### The exercise
Copy out the lines of the material below verbatim, starting with the line containing "Find the car trunk" and running down through the line containing "[(597, 107)]", both included.

[Start of Records for processing]

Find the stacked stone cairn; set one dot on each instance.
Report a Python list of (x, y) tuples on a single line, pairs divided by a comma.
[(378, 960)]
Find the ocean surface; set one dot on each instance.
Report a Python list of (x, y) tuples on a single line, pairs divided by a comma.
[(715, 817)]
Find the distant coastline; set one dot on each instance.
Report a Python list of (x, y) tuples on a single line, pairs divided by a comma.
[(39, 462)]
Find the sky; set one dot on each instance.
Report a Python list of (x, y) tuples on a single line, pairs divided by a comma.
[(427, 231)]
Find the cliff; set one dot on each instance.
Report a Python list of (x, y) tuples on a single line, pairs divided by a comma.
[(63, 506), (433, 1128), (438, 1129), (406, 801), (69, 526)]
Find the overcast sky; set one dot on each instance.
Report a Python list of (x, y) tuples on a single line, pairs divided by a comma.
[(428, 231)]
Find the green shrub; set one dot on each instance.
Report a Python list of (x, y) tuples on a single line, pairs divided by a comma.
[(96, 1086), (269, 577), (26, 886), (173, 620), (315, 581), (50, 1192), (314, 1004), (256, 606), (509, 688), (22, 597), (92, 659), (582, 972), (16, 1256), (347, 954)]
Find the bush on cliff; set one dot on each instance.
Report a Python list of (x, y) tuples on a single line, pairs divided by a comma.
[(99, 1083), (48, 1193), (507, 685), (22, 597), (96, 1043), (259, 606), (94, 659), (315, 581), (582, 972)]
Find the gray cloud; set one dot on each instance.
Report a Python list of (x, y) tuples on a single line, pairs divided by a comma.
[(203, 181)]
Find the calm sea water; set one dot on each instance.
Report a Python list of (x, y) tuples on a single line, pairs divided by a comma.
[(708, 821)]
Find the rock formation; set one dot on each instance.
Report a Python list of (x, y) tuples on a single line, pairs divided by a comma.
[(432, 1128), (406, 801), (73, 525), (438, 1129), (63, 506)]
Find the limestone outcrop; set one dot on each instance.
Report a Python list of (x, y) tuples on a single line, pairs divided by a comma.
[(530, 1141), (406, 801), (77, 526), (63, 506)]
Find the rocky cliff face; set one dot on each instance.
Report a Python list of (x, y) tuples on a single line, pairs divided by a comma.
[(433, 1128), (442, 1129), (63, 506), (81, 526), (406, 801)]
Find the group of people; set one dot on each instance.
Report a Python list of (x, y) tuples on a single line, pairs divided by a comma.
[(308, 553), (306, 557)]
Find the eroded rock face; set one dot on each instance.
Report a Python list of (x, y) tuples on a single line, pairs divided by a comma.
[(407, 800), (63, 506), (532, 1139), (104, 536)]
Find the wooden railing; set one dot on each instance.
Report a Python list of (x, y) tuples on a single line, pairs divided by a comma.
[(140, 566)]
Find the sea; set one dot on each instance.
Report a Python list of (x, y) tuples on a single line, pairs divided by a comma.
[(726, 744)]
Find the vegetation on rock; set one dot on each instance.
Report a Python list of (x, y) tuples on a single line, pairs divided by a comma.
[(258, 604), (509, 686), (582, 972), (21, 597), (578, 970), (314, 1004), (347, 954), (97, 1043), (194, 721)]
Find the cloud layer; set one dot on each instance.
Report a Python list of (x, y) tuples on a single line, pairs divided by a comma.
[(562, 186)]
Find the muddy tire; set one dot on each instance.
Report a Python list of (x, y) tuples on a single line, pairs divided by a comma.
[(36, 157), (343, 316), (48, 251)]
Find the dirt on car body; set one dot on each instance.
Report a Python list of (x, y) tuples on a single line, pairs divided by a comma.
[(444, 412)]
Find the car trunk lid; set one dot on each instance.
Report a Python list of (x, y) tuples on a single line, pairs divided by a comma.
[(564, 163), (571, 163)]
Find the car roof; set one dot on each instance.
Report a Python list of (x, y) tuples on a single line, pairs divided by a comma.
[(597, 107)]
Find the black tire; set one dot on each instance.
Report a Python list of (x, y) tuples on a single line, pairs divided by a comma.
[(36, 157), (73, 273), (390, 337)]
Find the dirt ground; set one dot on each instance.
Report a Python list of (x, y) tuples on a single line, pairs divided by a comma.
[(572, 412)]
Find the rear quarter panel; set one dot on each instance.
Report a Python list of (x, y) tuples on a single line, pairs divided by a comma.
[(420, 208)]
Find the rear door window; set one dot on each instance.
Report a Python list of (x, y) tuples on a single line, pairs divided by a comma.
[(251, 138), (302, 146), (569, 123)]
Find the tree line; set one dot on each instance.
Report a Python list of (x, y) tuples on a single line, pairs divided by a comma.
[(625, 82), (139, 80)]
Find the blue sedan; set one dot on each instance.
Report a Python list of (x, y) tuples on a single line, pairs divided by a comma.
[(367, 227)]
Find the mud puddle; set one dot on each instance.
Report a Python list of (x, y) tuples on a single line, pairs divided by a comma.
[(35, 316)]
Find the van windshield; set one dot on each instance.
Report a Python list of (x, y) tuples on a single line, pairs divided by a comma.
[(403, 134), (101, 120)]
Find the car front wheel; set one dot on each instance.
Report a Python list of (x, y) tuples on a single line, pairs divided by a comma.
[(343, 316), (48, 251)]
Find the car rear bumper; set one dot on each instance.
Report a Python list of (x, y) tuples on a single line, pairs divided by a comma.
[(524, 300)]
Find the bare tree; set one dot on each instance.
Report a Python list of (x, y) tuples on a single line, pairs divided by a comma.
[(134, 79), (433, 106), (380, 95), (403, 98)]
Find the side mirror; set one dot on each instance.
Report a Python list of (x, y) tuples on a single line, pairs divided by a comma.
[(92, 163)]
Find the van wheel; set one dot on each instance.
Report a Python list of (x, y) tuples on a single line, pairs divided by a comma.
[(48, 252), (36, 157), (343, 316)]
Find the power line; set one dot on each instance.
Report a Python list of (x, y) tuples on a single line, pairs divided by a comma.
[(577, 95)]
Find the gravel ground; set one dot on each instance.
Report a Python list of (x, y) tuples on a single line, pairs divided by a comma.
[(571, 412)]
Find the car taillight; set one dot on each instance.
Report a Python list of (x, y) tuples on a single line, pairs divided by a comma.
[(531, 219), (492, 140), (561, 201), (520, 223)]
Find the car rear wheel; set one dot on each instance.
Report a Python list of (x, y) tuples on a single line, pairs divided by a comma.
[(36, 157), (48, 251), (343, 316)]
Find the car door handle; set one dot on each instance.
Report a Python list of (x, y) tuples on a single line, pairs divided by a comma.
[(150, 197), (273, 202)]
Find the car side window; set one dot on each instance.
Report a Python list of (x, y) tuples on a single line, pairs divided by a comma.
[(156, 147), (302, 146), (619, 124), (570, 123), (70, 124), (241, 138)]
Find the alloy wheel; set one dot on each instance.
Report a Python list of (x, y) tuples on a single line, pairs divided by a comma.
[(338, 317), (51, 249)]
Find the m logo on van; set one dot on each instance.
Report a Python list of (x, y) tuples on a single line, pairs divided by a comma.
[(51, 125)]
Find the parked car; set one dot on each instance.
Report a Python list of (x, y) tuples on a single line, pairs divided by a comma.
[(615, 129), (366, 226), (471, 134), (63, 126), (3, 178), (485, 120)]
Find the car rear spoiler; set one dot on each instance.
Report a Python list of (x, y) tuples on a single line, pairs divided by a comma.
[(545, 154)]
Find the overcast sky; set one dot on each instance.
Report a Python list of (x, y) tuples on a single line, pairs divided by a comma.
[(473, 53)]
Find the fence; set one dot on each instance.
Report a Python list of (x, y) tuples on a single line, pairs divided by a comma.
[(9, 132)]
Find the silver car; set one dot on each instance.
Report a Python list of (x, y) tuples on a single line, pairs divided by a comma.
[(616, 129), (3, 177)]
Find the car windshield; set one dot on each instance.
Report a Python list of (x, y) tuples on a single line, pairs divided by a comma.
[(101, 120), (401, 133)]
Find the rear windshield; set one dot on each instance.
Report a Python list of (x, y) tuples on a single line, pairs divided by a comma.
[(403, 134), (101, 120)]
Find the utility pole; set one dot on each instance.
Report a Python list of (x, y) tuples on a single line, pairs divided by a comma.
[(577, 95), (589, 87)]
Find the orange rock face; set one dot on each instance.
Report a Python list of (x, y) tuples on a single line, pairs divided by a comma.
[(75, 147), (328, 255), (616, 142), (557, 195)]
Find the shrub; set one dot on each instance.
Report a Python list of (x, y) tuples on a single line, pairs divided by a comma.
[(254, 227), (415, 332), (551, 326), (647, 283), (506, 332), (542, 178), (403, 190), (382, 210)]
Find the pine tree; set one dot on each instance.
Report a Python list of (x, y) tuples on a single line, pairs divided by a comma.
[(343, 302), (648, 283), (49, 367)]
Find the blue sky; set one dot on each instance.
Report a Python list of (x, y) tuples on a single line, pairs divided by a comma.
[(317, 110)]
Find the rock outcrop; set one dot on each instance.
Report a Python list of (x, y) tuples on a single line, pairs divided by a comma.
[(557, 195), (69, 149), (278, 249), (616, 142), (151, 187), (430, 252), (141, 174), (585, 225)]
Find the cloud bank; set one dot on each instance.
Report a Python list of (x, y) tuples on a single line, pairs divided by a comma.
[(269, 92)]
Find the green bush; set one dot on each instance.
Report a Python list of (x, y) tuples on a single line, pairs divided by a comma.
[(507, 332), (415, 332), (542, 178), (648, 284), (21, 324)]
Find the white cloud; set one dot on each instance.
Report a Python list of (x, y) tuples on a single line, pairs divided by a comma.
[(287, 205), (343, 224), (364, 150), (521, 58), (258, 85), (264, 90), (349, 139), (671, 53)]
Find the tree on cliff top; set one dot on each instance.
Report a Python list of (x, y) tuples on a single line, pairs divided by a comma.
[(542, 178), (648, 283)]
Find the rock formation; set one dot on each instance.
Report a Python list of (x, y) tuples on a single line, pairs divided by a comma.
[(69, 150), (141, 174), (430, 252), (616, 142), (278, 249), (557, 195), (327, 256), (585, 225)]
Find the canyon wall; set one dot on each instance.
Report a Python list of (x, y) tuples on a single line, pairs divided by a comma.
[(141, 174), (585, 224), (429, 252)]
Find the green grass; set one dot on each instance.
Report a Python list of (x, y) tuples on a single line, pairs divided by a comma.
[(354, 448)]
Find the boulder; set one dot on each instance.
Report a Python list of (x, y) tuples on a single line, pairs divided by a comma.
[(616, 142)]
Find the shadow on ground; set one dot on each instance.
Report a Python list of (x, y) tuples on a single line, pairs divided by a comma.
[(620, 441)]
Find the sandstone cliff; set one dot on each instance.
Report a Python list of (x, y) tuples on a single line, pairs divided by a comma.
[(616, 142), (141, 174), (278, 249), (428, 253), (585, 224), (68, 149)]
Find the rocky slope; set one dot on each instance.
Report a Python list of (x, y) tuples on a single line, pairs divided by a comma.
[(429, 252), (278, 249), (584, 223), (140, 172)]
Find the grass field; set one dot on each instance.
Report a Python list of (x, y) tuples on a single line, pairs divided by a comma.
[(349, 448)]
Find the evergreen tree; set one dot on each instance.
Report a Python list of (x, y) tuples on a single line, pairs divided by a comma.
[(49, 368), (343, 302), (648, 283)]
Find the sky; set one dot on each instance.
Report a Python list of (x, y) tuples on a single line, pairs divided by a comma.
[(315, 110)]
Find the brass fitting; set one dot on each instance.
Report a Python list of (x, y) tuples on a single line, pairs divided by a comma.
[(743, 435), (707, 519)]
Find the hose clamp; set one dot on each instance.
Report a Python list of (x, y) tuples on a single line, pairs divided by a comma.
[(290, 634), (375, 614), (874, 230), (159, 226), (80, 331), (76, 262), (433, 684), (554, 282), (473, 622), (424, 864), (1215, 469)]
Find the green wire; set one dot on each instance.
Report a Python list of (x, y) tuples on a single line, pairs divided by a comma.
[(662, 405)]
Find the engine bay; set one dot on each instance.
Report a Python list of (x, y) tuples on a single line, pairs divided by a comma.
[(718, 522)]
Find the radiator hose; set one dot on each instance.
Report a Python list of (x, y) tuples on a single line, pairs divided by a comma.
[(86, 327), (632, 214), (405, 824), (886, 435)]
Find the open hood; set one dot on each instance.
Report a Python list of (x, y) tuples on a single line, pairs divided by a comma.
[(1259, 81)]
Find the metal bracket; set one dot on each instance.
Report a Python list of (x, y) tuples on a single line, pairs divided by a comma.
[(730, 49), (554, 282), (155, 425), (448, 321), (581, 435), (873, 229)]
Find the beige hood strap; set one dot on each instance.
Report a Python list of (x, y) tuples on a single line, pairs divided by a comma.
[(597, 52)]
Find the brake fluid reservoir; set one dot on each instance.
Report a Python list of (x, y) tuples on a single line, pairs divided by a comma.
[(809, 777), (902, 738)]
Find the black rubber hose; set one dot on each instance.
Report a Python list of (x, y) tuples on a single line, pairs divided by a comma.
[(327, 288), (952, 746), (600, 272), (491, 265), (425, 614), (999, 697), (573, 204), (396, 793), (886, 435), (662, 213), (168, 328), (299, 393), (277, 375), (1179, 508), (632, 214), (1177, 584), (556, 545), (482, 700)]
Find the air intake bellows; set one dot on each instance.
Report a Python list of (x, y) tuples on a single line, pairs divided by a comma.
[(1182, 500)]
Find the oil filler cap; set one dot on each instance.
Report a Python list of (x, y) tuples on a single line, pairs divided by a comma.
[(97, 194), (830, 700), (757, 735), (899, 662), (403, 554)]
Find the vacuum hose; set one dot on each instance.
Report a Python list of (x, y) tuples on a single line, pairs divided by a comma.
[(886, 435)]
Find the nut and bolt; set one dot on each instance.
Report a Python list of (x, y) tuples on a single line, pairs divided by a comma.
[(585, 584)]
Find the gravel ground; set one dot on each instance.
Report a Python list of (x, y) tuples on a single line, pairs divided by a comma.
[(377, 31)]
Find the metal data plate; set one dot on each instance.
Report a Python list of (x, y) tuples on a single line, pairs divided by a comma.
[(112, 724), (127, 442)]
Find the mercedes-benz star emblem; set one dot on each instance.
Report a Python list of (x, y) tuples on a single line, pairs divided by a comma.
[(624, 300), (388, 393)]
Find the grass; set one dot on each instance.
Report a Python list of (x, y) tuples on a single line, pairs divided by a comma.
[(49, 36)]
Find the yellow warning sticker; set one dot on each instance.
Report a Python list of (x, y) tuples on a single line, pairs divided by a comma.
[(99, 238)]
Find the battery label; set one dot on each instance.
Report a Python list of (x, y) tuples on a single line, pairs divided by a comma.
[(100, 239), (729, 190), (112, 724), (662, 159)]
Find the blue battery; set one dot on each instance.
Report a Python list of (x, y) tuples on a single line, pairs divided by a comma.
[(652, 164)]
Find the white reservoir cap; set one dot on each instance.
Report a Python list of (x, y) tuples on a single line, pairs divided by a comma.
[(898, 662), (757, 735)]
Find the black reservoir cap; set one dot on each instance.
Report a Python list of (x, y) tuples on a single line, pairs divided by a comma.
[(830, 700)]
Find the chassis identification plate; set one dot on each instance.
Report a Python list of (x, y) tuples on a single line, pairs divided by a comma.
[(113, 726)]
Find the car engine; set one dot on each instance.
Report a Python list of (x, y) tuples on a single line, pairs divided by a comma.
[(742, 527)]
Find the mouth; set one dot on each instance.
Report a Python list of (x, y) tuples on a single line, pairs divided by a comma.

[End of Records for processing]

### Response
Find the car trunk lid; set one dot on each instance.
Report a Python list of (x, y) tuples on a single line, pairs divided by a comma.
[(564, 163), (571, 163)]
Find the car roof; set one dot on each instance.
Report a Python list of (x, y) tuples on a single line, pairs divided by a comma.
[(597, 107)]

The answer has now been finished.